# WORK TO COMPLETE:
Make an exact copy of all the entries, with the pictures left out.

# Dataset items:

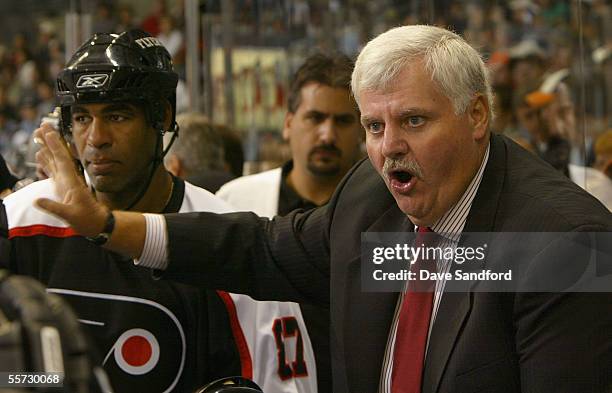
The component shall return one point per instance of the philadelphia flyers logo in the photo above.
(136, 351)
(142, 342)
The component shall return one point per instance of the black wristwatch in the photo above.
(101, 238)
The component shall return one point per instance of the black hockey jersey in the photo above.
(151, 335)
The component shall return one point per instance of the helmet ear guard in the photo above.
(131, 67)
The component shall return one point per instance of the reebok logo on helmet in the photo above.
(92, 80)
(148, 42)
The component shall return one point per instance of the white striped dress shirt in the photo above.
(450, 225)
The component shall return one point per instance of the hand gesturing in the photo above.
(78, 207)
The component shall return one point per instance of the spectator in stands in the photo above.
(7, 180)
(198, 155)
(603, 153)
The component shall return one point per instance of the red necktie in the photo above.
(413, 325)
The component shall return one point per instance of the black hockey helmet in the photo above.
(128, 67)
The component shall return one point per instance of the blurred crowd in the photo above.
(550, 60)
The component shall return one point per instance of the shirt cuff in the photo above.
(155, 251)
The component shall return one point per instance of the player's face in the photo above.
(324, 132)
(114, 144)
(426, 153)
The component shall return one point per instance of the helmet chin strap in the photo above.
(158, 159)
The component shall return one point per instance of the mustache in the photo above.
(329, 148)
(403, 164)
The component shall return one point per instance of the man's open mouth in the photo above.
(401, 176)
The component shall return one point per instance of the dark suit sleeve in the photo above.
(286, 258)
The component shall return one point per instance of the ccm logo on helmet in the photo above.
(93, 80)
(148, 42)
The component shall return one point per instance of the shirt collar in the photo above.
(451, 224)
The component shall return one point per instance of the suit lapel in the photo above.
(457, 299)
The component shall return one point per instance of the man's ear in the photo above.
(478, 113)
(287, 125)
(173, 165)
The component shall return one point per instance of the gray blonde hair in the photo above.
(453, 64)
(199, 146)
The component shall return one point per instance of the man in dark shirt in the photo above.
(323, 131)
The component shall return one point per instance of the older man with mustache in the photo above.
(425, 98)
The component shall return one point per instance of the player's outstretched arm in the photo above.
(78, 206)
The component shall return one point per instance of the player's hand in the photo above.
(78, 207)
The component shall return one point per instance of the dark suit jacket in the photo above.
(480, 341)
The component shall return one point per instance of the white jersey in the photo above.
(259, 193)
(278, 347)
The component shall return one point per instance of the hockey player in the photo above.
(117, 99)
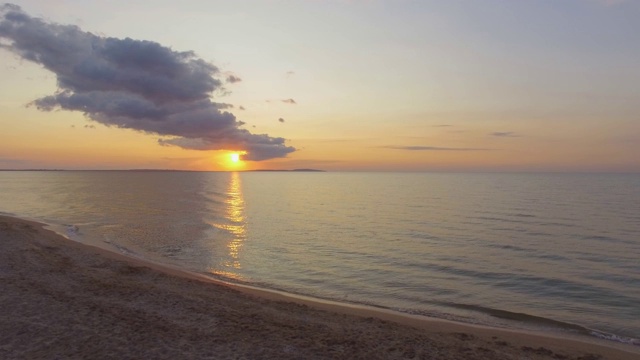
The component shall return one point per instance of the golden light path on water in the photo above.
(235, 225)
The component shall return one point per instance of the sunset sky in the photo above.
(445, 85)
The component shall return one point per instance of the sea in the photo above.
(551, 252)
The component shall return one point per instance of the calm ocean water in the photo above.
(557, 252)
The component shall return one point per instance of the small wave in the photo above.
(72, 230)
(616, 338)
(543, 322)
(124, 250)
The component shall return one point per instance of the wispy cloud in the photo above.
(134, 84)
(432, 148)
(504, 134)
(233, 79)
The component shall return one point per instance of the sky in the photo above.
(338, 85)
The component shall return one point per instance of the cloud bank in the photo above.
(134, 84)
(433, 148)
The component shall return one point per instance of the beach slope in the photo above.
(62, 299)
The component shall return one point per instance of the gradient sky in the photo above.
(475, 85)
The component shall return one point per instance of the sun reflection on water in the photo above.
(234, 214)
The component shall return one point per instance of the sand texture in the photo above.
(64, 300)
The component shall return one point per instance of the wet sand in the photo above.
(63, 300)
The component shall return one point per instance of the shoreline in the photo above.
(294, 325)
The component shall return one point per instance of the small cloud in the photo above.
(433, 148)
(232, 79)
(504, 134)
(223, 106)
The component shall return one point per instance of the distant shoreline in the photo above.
(172, 170)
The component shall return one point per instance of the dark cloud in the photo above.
(432, 148)
(504, 134)
(134, 84)
(232, 79)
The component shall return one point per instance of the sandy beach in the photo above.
(63, 300)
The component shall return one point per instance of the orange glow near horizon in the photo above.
(234, 161)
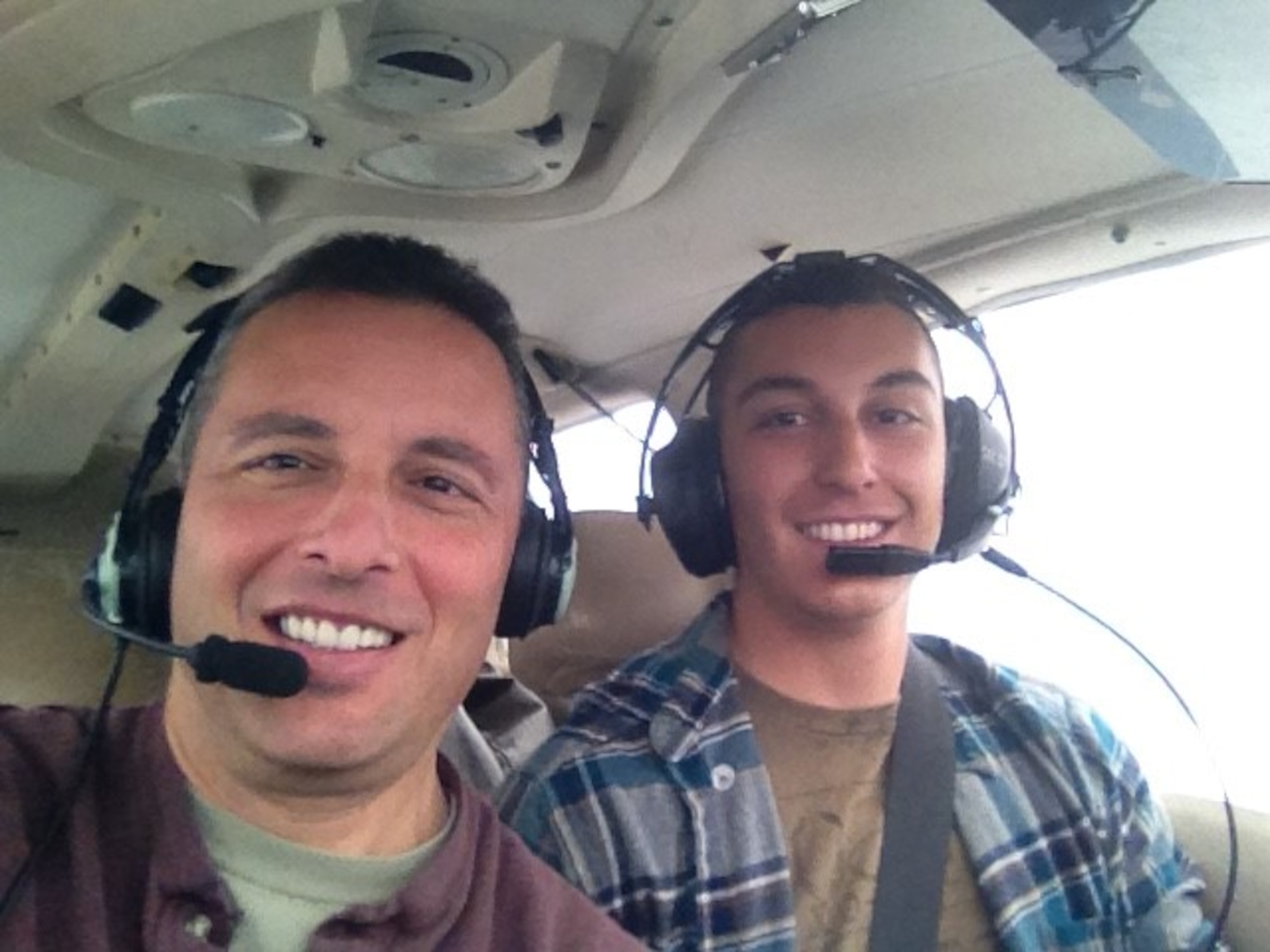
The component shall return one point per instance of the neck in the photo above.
(351, 813)
(831, 663)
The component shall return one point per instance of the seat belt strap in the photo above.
(919, 816)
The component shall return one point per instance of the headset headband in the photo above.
(768, 291)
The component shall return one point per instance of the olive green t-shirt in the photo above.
(829, 774)
(286, 890)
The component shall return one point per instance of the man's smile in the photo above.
(323, 633)
(843, 531)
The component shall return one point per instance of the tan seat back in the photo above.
(631, 593)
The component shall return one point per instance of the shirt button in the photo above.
(199, 926)
(723, 777)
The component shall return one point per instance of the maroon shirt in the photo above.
(131, 873)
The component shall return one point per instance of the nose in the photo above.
(352, 532)
(845, 456)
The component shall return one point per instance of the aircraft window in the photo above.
(1140, 409)
(600, 459)
(1188, 77)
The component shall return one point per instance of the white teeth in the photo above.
(843, 531)
(326, 634)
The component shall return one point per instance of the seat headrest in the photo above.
(631, 593)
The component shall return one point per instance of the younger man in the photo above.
(730, 790)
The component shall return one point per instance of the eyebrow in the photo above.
(283, 425)
(457, 451)
(890, 380)
(279, 425)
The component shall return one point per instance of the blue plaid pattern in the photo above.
(652, 799)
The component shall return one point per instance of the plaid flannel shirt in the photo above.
(653, 800)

# RESULT FOR THIS EXERCISE:
The component shall return one point per instance of the philadelphia flyers logo in the photo above.
(136, 351)
(142, 342)
The component shall return one point per instance of the black wristwatch in the photo above.
(101, 238)
The component shall return one point per instance of the black hockey jersey in the photo above.
(151, 335)
The component shall return one point per instance of the helmet ear guard in the photo above.
(131, 67)
The component shall return one point per instance of the reebok logo on helmet in the photo above.
(92, 80)
(148, 42)
The component shall return one point per instance of the white striped dress shirt in the photo above.
(450, 225)
The component shall return one point per instance of the hand gesturing in the photo above.
(78, 207)
The component shall return one point per instance of the spectator in stands in the photo above.
(7, 180)
(198, 155)
(603, 153)
The component shall return one point per instance of the red necktie in the photo above.
(413, 325)
The component shall return one point per instance of the black hockey helmet in the photo above.
(128, 67)
The component shall return one point per instance of the blurred crowd in the photo above.
(550, 60)
The component shall return one point per instance of the shirt cuff in the photo above.
(155, 251)
The component shall return one point per instance of the player's face in the photo above.
(324, 132)
(114, 144)
(426, 153)
The component shall return one point per instance of the helmet chin strap in the photo above.
(158, 159)
The component shall return one point per instance of the mustache in the photo above.
(329, 148)
(403, 164)
The component shall return one point per instance of the man's open mouth in the photo above.
(401, 176)
The component shall return one point per instance of the dark suit sleeve in the photo above.
(286, 258)
The component shall return one point per instance of the ccm logo on helmet in the photo above.
(93, 80)
(148, 42)
The component shall return one point per instance of the shirt collar in the photo above.
(451, 224)
The component shall return one point per instance of the suit lapel in the photo above.
(457, 299)
The component shall return one point per instance of the man's ear in the photo above.
(478, 113)
(287, 125)
(173, 165)
The component shall return one point per instance of the gray blonde hair in the photo above.
(453, 64)
(199, 146)
The component shall return one point per instance of the man in dark shirt in the photo above.
(323, 131)
The component shall return one point per instance of the older man with mustache in the photo above.
(425, 98)
The component shall return one point per instance of the player's outstretched arm in the photo above.
(78, 206)
The component shall return one point per instance of the player's hand in the photo above.
(78, 207)
The component shall return one point per instance of the dark suit jacket in the photo above.
(480, 341)
The component shall return one point per instance of the white jersey in the photo above.
(259, 193)
(278, 347)
The component shall return one point per instance of the hockey player in the photo above.
(117, 99)
The component shall return one point per instance of the golden light path on water in the photo above.
(235, 225)
The component shall return one point per instance of the sunset sky in the photo above.
(445, 85)
The component shall return one point per instance of the sea in the photo above.
(551, 252)
The component shall return one point per instance of the calm ocean water in the photo above.
(557, 252)
The component shall return one point per instance of the small wave in the photo above.
(72, 230)
(616, 338)
(543, 322)
(124, 250)
The component shall return one point per instance of the wispy cloud in the photo above.
(134, 84)
(432, 148)
(504, 134)
(233, 79)
The component shall return one point per instance of the sky in the photo above.
(338, 85)
The component shall return one point per instance of the cloud bank in the photo above.
(134, 84)
(433, 148)
The component shall return one point per instance of the beach slope in the photo above.
(62, 299)
The component shall return one point per instance of the gradient sky in the photo above.
(475, 85)
The component shall return one point per instance of the sun reflection on water in the photo above.
(234, 214)
The component shall return one point per instance of the sand texture in the photo above.
(64, 300)
The component shall return one point per instance of the wet sand in the photo above.
(63, 300)
The component shall return one point per instance of the shoreline in the photo above.
(294, 325)
The component shall return one point per instance of the small cloud in the photo above.
(433, 148)
(232, 79)
(504, 134)
(223, 106)
The component shall return one point per instance of the distant shoreline in the photo above.
(172, 170)
The component shall return one point per instance of the dark cloud in the photo above.
(432, 148)
(504, 134)
(134, 84)
(232, 79)
The component shall return one point per instance of the sandy beach in the photo above.
(63, 300)
The component shall return one point per instance of the orange glow near horizon in the photo above.
(234, 161)
The component shall return one point per instance of the neck in the photo above.
(351, 813)
(831, 663)
The component shall return one point per instance of the seat belt strap in the photo above.
(919, 816)
The component shall return one point per instance of the headset headband in the photo above.
(768, 291)
The component shall return one point per instance of the olive green t-shirt in the photo above.
(829, 774)
(286, 890)
The component shall return one point per instance of the man's smile in the photo above.
(323, 633)
(843, 531)
The component shall return one point per instance of the tan seat back in the photo above.
(631, 593)
The component shall return one point per instance of the shirt button in the photo above.
(199, 926)
(723, 777)
The component shall return one point per instance of the maroon shirt in the photo above.
(131, 873)
The component shall return one point per instance of the nose in the photo above.
(352, 532)
(845, 456)
The component shall return one point per instance of the aircraft window in the photo above.
(1140, 409)
(600, 459)
(1188, 77)
The component shall return one point per instance of the white teeth in the photo above.
(843, 531)
(326, 634)
The component shall return one point per instance of the seat headrest in the photo above.
(631, 593)
The component shall return one point per instance of the younger man in the photo above.
(730, 790)
The component shall return one point per instance of the eyebrow in the photo above.
(283, 425)
(457, 451)
(890, 380)
(279, 425)
The component shall return one point per instance of the blue plaid pattern in the photo above.
(652, 799)
The component shall return one point per instance of the plaid flannel shirt in the photo above.
(653, 800)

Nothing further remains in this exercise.